§ Problems to solve
(A) In the post on Social Security and Medicare, rewrite the passage that begins at the words "Jeff (despite his" and stops after "propensity to freeload.", putting "actuaries" in place of "statisticians".
(B) Answer these questions from the post on Social Security and Medicare:
(i) What age does the writer give as their own?
(ii) How many years ahead do the Medicare projections reach?
(iii) What did the Medicare program cost when 1991 came around?

Jeff (despite his belligerent and accusatory tone) is correct that it was originally created as an entitlement for the elderly to prevent them from becoming destitute during their aging years when they can no longer physically work. As usual, a govt program with noble beginnings evolves to a pile of shit that anyone my age (50) and younger should write off as a loss when retirement planning

He Who Has Anger Management Issues is also correct that from an actuarial standpoint, SS is pretty easy. They do 50 year projections and they're pretty accurate when the date arrives. A few subtle tweaks will keep SS going, but the burden of the "disabled" could upset the applecart as the statisticians can't easily mathematically determine the propensity to freeload.

Lastly, the Name Caller is correct that Medicare is a much much scarier thing and is even scarier with Obamacare (and would stop the earth rotating on it's axis if we went single payer). They don't do 50 year Medicare projections like they do for SS because they know they'll be nowhere close. They do 25 year projections instead. In 1965, the projected in 1991 it would be a $9billion/year program. When 1991 came around the program cost $120billion. Their accuracy hasn't improved and the growth in medicare spending over the course of time outpaces inflation. The irony is that I (and all physicians) make the same off Medicare in 2017 as we did in 1994. Inflation of our expenses has resulted in losing money on Medicare for many/most doctors. The hospitals have been doing just fine...
So if you die before you use up the money you and your employer put in plus interest, it's not an entitlement, but if you live past that dollar amount, it is.

Records from a data source
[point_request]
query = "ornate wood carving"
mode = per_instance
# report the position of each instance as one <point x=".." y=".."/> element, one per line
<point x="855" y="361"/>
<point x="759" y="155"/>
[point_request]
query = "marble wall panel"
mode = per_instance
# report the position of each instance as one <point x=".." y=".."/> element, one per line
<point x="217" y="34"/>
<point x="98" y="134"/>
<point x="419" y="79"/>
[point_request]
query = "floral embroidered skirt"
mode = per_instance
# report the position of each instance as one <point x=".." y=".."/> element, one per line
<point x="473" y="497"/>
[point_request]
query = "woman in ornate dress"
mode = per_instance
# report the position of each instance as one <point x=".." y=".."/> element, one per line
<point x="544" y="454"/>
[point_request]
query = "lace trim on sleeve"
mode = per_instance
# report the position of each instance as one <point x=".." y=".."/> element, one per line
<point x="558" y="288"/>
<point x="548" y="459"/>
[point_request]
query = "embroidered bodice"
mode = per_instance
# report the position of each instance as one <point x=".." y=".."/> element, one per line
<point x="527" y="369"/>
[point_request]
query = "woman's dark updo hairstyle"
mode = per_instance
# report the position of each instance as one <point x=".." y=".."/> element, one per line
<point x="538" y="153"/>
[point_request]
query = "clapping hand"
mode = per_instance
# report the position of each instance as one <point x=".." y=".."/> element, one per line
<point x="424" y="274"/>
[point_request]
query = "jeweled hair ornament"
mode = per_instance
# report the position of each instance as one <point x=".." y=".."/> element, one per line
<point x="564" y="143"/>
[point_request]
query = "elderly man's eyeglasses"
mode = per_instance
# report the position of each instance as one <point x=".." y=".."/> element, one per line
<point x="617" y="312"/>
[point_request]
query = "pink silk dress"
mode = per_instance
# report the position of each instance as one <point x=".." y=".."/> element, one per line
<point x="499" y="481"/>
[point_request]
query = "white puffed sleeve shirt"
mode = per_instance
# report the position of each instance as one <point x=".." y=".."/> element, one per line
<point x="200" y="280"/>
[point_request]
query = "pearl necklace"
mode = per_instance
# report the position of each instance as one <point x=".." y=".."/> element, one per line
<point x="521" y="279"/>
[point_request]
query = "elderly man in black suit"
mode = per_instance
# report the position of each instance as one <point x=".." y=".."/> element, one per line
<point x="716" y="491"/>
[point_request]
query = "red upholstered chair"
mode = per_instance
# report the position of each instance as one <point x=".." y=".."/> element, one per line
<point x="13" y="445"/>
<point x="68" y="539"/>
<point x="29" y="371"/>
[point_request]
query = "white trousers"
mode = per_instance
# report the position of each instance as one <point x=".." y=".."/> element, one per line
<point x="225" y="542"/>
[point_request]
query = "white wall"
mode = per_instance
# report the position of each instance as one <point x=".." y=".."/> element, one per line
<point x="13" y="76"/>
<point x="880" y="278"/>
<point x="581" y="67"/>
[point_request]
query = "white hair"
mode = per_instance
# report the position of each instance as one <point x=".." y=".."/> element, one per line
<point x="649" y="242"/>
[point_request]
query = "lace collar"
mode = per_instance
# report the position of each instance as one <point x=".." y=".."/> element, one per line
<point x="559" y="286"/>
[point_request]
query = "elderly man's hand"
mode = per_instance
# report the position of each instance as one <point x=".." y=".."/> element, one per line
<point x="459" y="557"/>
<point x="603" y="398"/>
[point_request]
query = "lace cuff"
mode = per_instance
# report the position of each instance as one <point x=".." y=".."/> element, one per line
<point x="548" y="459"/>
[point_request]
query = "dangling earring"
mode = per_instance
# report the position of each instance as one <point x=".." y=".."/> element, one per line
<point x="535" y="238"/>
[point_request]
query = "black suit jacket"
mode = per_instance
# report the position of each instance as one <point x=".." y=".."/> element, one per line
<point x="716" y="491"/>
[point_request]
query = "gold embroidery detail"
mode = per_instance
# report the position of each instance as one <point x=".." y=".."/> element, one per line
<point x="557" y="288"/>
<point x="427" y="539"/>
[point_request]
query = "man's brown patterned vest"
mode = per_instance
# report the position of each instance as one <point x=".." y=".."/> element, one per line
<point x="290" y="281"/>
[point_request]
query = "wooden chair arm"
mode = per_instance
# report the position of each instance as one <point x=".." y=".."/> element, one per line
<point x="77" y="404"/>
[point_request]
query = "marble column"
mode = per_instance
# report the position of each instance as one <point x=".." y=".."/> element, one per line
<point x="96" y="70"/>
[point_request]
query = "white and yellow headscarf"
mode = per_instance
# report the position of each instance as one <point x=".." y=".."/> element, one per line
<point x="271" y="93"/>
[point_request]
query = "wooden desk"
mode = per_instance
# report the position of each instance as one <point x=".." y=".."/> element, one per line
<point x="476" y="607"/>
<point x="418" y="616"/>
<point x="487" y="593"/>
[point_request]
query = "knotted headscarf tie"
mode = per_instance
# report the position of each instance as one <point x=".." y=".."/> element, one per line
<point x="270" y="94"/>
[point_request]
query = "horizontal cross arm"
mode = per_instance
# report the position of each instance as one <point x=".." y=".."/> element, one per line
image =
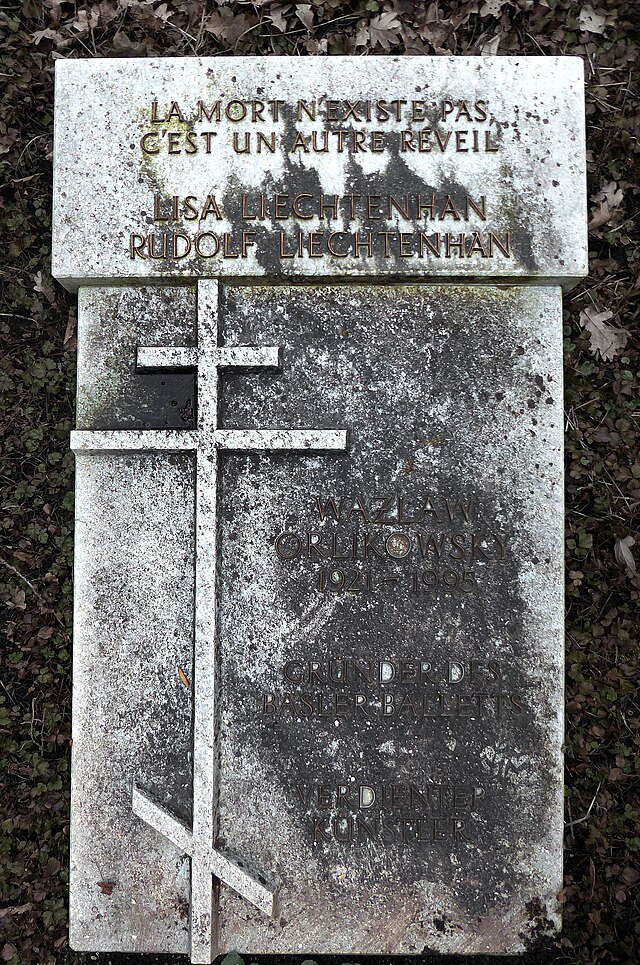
<point x="134" y="440"/>
<point x="162" y="821"/>
<point x="159" y="357"/>
<point x="253" y="887"/>
<point x="166" y="357"/>
<point x="229" y="869"/>
<point x="318" y="440"/>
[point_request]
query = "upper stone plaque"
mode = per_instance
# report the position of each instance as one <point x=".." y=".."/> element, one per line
<point x="449" y="167"/>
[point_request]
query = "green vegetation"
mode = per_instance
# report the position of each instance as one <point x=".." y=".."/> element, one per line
<point x="37" y="324"/>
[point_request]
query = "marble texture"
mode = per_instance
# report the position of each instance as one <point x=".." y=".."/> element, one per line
<point x="450" y="167"/>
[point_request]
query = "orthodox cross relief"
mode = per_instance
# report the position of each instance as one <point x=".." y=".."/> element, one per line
<point x="198" y="842"/>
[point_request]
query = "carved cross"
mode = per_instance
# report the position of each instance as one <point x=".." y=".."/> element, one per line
<point x="198" y="842"/>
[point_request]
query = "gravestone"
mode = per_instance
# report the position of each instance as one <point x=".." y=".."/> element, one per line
<point x="318" y="657"/>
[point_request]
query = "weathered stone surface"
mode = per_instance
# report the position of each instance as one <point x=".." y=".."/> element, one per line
<point x="437" y="592"/>
<point x="452" y="167"/>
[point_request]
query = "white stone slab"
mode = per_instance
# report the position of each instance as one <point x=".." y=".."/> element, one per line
<point x="448" y="392"/>
<point x="440" y="167"/>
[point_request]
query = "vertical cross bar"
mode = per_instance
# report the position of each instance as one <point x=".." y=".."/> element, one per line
<point x="203" y="885"/>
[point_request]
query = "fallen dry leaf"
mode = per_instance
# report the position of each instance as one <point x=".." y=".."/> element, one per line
<point x="623" y="554"/>
<point x="604" y="339"/>
<point x="606" y="202"/>
<point x="592" y="21"/>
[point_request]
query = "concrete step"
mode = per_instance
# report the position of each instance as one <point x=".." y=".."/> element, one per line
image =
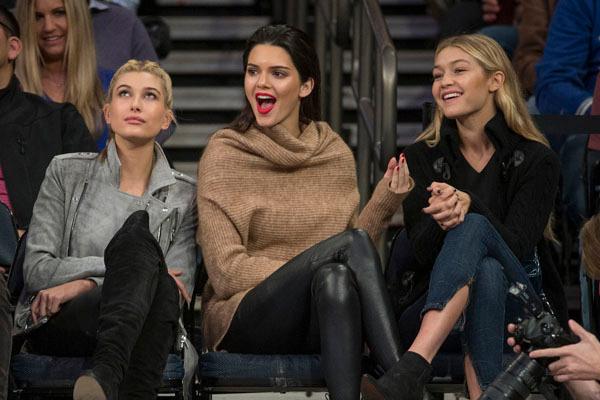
<point x="214" y="28"/>
<point x="191" y="136"/>
<point x="240" y="28"/>
<point x="217" y="62"/>
<point x="220" y="98"/>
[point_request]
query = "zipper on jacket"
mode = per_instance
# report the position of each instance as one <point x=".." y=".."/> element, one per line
<point x="75" y="215"/>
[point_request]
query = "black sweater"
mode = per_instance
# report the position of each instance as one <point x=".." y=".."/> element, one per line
<point x="32" y="132"/>
<point x="523" y="176"/>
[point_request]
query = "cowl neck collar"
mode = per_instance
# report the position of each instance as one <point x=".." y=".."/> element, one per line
<point x="283" y="149"/>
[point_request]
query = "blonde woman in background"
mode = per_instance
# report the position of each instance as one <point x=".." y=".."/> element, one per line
<point x="109" y="292"/>
<point x="478" y="218"/>
<point x="58" y="60"/>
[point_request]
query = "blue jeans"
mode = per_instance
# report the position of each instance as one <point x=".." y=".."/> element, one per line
<point x="475" y="254"/>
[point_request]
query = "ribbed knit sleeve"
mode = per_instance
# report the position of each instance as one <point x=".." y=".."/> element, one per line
<point x="378" y="212"/>
<point x="230" y="269"/>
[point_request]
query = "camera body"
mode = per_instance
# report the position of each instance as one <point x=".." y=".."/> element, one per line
<point x="524" y="374"/>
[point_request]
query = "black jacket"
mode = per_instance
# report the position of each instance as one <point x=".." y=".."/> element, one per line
<point x="524" y="196"/>
<point x="32" y="132"/>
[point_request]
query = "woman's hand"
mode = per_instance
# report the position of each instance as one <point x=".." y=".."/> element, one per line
<point x="398" y="174"/>
<point x="579" y="361"/>
<point x="447" y="205"/>
<point x="48" y="301"/>
<point x="184" y="293"/>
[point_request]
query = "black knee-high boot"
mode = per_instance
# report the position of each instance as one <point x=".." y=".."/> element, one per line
<point x="133" y="260"/>
<point x="149" y="356"/>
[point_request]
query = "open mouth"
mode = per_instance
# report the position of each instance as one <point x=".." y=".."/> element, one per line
<point x="265" y="102"/>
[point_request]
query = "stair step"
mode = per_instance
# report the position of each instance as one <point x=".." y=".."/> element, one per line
<point x="217" y="62"/>
<point x="214" y="28"/>
<point x="221" y="98"/>
<point x="184" y="3"/>
<point x="240" y="28"/>
<point x="197" y="135"/>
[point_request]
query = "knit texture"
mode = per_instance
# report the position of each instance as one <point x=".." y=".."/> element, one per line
<point x="263" y="198"/>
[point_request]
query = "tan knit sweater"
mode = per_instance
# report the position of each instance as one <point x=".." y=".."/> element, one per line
<point x="263" y="198"/>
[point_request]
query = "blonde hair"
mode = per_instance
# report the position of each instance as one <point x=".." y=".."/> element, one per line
<point x="82" y="86"/>
<point x="150" y="67"/>
<point x="590" y="246"/>
<point x="508" y="98"/>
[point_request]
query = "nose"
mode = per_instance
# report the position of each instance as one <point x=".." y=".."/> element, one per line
<point x="136" y="103"/>
<point x="263" y="80"/>
<point x="48" y="24"/>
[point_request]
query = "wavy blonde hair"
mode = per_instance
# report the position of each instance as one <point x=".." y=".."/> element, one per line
<point x="509" y="98"/>
<point x="590" y="246"/>
<point x="82" y="86"/>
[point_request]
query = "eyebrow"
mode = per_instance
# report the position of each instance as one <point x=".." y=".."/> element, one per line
<point x="126" y="86"/>
<point x="271" y="67"/>
<point x="454" y="62"/>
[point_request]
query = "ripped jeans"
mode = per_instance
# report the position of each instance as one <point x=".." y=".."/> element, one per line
<point x="475" y="254"/>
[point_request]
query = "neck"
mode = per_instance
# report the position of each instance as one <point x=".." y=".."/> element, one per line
<point x="136" y="166"/>
<point x="471" y="131"/>
<point x="54" y="69"/>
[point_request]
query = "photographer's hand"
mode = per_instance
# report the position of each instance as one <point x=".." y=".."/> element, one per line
<point x="579" y="361"/>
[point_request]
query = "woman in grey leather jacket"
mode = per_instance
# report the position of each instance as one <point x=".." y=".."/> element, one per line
<point x="107" y="291"/>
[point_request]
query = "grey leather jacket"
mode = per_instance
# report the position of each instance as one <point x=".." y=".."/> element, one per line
<point x="79" y="209"/>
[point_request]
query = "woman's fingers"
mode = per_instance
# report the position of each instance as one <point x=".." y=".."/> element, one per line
<point x="390" y="169"/>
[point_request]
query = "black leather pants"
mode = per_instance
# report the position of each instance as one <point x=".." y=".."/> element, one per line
<point x="5" y="337"/>
<point x="323" y="300"/>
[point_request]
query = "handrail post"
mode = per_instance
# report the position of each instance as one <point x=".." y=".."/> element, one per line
<point x="336" y="71"/>
<point x="364" y="152"/>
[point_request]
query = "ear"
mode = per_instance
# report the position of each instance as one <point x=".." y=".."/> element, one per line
<point x="167" y="119"/>
<point x="307" y="87"/>
<point x="106" y="112"/>
<point x="14" y="48"/>
<point x="496" y="81"/>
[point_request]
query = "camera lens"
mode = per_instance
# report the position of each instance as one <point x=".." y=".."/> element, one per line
<point x="517" y="381"/>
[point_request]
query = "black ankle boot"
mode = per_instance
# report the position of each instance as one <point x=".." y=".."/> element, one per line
<point x="94" y="386"/>
<point x="404" y="381"/>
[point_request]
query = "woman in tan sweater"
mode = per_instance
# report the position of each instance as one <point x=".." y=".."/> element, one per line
<point x="288" y="270"/>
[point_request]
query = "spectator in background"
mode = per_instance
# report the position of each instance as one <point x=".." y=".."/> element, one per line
<point x="119" y="35"/>
<point x="492" y="18"/>
<point x="59" y="58"/>
<point x="532" y="28"/>
<point x="32" y="131"/>
<point x="566" y="74"/>
<point x="24" y="157"/>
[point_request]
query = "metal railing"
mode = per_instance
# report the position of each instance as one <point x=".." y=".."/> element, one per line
<point x="374" y="84"/>
<point x="332" y="34"/>
<point x="374" y="67"/>
<point x="292" y="12"/>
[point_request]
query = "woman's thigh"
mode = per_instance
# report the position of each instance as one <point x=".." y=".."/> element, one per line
<point x="278" y="315"/>
<point x="72" y="331"/>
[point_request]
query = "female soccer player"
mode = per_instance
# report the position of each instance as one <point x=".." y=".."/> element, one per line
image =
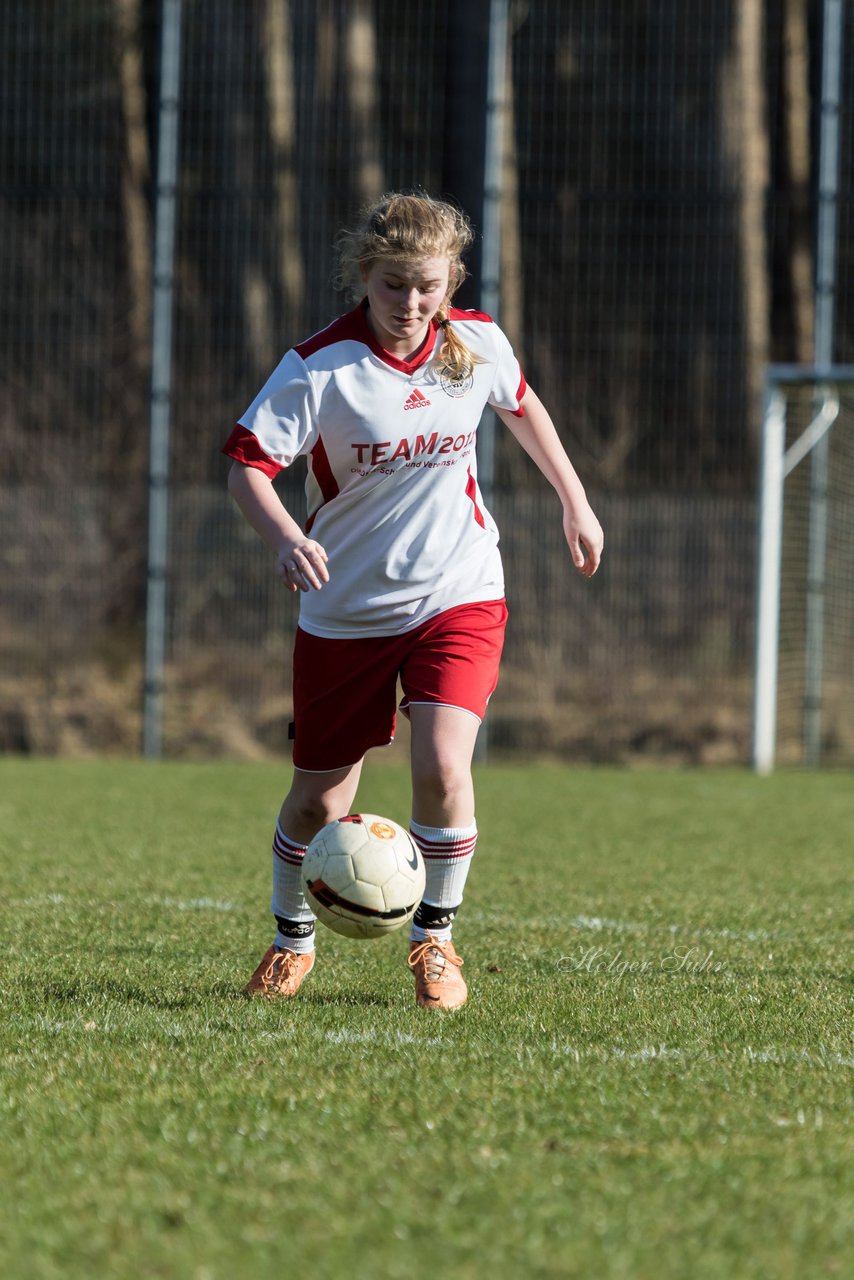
<point x="398" y="565"/>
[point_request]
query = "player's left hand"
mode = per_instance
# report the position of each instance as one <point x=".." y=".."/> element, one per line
<point x="584" y="538"/>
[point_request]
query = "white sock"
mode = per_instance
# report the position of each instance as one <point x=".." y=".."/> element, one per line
<point x="295" y="918"/>
<point x="447" y="854"/>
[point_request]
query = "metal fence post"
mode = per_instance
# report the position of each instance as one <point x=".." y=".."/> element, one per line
<point x="164" y="257"/>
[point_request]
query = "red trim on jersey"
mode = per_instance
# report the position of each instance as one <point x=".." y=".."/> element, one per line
<point x="471" y="492"/>
<point x="327" y="481"/>
<point x="520" y="393"/>
<point x="354" y="327"/>
<point x="459" y="314"/>
<point x="243" y="447"/>
<point x="347" y="328"/>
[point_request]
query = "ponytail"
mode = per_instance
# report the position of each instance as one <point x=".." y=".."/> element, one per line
<point x="453" y="355"/>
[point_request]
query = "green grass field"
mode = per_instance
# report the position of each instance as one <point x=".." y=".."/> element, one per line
<point x="652" y="1077"/>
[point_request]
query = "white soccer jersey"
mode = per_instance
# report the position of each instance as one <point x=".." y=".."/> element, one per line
<point x="392" y="485"/>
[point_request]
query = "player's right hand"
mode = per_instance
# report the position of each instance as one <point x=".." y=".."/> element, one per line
<point x="302" y="565"/>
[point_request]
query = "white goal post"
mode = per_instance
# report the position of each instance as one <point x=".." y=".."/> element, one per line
<point x="805" y="528"/>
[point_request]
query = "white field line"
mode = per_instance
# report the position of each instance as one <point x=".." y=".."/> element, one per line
<point x="607" y="924"/>
<point x="818" y="1055"/>
<point x="593" y="923"/>
<point x="177" y="904"/>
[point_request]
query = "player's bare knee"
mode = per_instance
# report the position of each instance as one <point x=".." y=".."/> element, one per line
<point x="442" y="784"/>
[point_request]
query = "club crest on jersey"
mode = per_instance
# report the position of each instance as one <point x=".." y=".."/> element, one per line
<point x="456" y="384"/>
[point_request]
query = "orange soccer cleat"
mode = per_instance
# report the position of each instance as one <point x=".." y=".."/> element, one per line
<point x="279" y="973"/>
<point x="438" y="982"/>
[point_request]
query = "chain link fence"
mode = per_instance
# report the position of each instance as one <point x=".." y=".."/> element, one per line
<point x="658" y="210"/>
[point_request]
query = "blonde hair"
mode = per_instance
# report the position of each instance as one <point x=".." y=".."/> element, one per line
<point x="401" y="228"/>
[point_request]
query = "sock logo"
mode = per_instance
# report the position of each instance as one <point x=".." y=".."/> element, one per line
<point x="295" y="928"/>
<point x="429" y="917"/>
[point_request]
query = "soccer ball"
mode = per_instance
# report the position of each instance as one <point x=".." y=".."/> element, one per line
<point x="362" y="876"/>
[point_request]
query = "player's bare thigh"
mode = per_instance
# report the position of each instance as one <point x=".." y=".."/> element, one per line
<point x="316" y="799"/>
<point x="442" y="745"/>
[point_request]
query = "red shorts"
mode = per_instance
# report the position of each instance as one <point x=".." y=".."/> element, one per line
<point x="345" y="691"/>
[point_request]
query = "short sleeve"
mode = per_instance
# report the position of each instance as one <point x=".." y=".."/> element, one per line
<point x="282" y="417"/>
<point x="508" y="384"/>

§ Written answers
(A)
Jeff (despite his belligerent and accusatory tone) is correct that it was originally created as an entitlement for the elderly to prevent them from becoming destitute during their aging years when they can no longer physically work. As usual, a govt program with noble beginnings evolves to a pile of shit that anyone my age (50) and younger should write off as a loss when retirement planning

He Who Has Anger Management Issues is also correct that from an actuarial standpoint, SS is pretty easy. They do 50 year projections and they're pretty accurate when the date arrives. A few subtle tweaks will keep SS going, but the burden of the "disabled" could upset the applecart as the actuaries can't easily mathematically determine the propensity to freeload.

(B)
(i) 50
(ii) 25 years
(iii) $120 billion